Text segment:
○ ○ ○

Small Steps Forward...

Small steps forward are better than small steps backward or standing still. 

The work on my CNC conversion continues.  After getting the Z-axis moving, I went to look at how to get the oil fittings hooked up and found to my horror that I had installed the ballnut pointing the wrong way.  There's a hole in the top of the Z-column that allows feeding in the oil tube, and it was on the opposite side from the fitting.  That meant zero chance of getting a tube onto the fitting through the hole, or doing it without taking the column apart.  After some agonizing over that, I took the motor and mount back off, then pulled the ballscrew and nut, finally putting the oil fitting into the place it goes.  That was a step backward.  It doesn't fit. 
This looks fine, right? I mean except for the white fitting being overexposed. If you look in the holes in the ballnut facing you, you'll see metal, not the threaded holes that they are supposed to line up with.  If I rotate the ballnut to get them to line up, the fitting hits the side wall of the casting it's in. 

I'm still researching ways to get around that.  I really want to minimize the amount of doing everything several times that I'm trapped in, and I'm especially concerned about anything that would make me pull the ballnut off its screw and involve a potential second Ballnut Removal Tool fiasco.  So while I think about this problem, I moved on to build the oil distribution system for the XY table, so that I can put that back together.  This required some tubing adapters and some 1/4" OD tubing.  I had to order the adapters, but the tubing itself was available in town.  It took a couple of days to get everything here and then minutes to finish the distribution system.

○ ○ ○

Data extract:
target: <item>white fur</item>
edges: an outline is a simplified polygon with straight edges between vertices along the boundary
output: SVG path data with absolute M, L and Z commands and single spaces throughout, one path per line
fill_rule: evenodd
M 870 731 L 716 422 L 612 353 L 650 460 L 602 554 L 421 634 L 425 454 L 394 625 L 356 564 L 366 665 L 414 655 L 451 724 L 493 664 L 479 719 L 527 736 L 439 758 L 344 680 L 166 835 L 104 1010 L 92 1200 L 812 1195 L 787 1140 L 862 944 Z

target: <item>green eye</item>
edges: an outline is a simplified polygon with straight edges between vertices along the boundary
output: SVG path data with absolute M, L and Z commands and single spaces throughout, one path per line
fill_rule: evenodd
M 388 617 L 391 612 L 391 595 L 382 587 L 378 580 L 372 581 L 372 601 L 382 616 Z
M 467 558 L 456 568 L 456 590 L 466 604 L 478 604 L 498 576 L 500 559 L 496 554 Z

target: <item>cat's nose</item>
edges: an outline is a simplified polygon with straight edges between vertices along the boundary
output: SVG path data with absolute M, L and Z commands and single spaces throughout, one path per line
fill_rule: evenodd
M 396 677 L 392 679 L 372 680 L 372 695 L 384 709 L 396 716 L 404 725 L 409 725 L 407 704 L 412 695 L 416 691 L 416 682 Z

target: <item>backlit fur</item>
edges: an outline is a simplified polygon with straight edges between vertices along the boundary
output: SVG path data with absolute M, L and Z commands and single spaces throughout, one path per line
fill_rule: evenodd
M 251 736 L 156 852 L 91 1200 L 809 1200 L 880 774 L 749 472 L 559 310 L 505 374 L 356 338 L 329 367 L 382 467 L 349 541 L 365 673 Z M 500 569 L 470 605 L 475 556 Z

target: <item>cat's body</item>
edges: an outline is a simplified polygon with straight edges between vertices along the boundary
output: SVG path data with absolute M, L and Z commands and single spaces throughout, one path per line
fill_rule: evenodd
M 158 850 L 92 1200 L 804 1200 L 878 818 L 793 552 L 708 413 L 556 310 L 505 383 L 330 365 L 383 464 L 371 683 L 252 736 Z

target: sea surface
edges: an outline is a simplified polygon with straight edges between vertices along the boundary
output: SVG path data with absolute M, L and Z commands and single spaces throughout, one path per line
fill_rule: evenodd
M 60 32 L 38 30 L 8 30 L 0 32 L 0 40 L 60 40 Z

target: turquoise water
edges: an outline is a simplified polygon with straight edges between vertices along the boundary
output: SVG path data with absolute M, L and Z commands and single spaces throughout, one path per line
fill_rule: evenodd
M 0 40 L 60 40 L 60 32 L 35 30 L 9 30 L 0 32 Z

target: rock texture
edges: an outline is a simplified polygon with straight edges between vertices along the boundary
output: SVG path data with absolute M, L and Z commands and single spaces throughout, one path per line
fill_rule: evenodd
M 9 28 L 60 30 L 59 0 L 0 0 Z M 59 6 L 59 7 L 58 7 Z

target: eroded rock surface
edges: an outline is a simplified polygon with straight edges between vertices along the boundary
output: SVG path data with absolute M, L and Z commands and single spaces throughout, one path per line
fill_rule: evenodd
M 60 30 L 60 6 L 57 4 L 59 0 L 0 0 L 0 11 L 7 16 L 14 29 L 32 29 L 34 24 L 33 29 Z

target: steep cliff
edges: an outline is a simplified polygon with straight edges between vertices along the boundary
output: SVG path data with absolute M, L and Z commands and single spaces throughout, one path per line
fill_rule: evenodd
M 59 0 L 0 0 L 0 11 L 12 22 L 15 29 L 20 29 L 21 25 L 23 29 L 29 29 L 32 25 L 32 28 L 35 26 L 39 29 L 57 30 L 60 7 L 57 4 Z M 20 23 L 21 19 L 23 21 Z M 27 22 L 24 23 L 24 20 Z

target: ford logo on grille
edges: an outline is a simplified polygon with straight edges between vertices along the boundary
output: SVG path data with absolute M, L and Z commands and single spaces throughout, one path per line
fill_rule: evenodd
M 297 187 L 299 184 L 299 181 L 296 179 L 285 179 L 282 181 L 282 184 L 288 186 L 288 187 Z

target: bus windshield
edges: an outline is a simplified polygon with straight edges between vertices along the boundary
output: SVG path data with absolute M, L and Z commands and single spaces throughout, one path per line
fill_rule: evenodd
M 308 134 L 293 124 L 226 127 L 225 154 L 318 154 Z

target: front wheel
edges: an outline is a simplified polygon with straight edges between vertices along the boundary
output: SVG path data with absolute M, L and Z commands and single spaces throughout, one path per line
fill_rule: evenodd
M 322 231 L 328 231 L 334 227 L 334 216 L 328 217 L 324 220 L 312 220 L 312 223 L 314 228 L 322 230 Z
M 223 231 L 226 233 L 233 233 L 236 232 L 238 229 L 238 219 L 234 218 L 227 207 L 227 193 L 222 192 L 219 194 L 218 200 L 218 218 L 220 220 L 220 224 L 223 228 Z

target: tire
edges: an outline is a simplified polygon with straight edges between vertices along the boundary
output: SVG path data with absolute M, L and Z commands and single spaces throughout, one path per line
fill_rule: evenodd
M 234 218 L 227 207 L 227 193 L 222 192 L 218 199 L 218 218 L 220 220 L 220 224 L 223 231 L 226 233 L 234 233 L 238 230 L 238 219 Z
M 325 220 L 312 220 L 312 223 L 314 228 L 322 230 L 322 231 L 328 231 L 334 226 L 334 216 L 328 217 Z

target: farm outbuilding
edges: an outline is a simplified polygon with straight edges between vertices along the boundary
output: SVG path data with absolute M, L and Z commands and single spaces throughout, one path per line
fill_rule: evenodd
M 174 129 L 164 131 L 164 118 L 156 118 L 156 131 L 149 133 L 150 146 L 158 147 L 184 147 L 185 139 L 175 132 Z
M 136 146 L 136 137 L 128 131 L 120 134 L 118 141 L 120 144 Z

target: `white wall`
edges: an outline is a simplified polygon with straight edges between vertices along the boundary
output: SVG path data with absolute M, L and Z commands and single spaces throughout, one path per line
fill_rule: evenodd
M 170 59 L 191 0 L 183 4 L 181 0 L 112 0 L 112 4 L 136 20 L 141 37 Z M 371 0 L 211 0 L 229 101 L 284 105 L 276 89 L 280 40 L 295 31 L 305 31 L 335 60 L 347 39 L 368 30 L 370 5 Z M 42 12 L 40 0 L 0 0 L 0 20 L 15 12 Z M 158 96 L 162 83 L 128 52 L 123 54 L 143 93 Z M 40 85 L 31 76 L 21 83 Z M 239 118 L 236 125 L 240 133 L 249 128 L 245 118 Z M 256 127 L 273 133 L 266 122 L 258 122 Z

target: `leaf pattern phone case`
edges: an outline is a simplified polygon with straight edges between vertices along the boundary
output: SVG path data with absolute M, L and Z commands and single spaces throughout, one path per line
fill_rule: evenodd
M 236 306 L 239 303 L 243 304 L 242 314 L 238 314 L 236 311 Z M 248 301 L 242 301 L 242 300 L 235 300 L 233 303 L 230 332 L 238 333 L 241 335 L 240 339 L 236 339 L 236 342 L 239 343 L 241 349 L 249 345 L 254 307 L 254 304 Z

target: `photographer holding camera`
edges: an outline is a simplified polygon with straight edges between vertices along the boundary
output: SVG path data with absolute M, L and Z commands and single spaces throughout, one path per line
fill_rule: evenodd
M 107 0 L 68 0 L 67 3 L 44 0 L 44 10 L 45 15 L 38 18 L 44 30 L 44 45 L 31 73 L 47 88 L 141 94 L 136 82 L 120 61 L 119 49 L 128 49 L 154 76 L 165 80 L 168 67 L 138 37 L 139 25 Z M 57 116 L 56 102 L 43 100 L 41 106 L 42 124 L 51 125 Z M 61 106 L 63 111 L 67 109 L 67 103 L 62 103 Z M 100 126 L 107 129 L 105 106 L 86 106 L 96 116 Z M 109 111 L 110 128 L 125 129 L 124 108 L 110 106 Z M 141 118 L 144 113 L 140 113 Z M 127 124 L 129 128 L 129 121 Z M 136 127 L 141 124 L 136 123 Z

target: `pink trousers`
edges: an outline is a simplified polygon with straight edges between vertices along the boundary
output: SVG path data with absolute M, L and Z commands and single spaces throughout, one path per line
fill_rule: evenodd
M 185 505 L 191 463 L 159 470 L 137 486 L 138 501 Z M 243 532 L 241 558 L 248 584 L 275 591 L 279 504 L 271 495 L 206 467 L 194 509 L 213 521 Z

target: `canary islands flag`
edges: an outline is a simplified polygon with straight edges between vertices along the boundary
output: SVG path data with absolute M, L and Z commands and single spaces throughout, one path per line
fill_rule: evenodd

○ ○ ○

Instructions:
1. Answer these questions about the CNC conversion post:
(a) What does the hole in the top of the Z-column allow?
(b) What happens if the ballnut is rotated so its holes line up?
(c) What size of tubing was needed for the XY table's oil distribution system?
2. Return the part of the CNC conversion post from "This looks fine, right?" up to and including "casting it's in.", copied word for word.
3. Write the next part of the CNC conversion post, picking up after its last sentence.
The data isn't needed for anything here.

The answers:
1.
(a) It allows feeding in the oil tube.
(b) The fitting hits the side wall of the casting it's in.
(c) 1/4" OD tubing.

2.
This looks fine, right? I mean except for the white fitting being overexposed. If you look in the holes in the ballnut facing you, you'll see metal, not the threaded holes that they are supposed to line up with.  If I rotate the ballnut to get them to line up, the fitting hits the side wall of the casting it's in.

3.
In this view, the upper right is a Tee connector.  The hose from the oil pump will go into another Tee before this one: one of its outputs will go to the Tee visible here while the other output will go up the Z column to oil that and to another Tee up there.   
Getting the tubing completed means there's nothing to prevent me putting the table back on and getting both X and Y moving under CNC control.  The table is the heaviest of the pieces I've been slinging around and getting it into the chip tray definitely made a few body parts complain, but nothing seems injured.  While I was playing with the table, it just didn't feel right.  Investigation led to me discover another step backward.
The table was sitting on the 1/4" tubing, rocking back and forth.  I could bend the tube closer to the fitting, but examination after pulling the tubing off showed that the edge of that vertical wall is over the middle of the fitting.  Maybe that part of my table is wider than in earlier models, but I haven't heard of this problem before.  I think that with the table sticking that far over the fitting, the table is always going to rub on the tube.  Which will probably lead to failure "sooner rather than later".  After thinking about this for a while, I decided to see if I could heat the smaller diameter tubing I have and stretch it to fit over the fitting.  It worked.  The smaller tube bends closer to the fitting and pulls out of the way easier. 

With that at least temporarily resolved, I could slide the table around, put the non-motorized (left) side's end cap back on, and then look at putting the motor on.  Will the thinner tube lie lower and flatter in the cutout and be less susceptible to damage?  We'll find out.
In the middle front,you see the black motor, followed by the blue angle stock motor bracket and the rectangular blue Y axis extension, then the cross slide with the X table on it.  Along with a mess of tools and stuff.  This is the first time the base has had the table and cross slide both mounted on it in I-don't-know-how-long. 

With some luck, I should be able to get the X-axis motor mounted tomorrow and then see if I can get this whole thing to move under CNC control.  It should.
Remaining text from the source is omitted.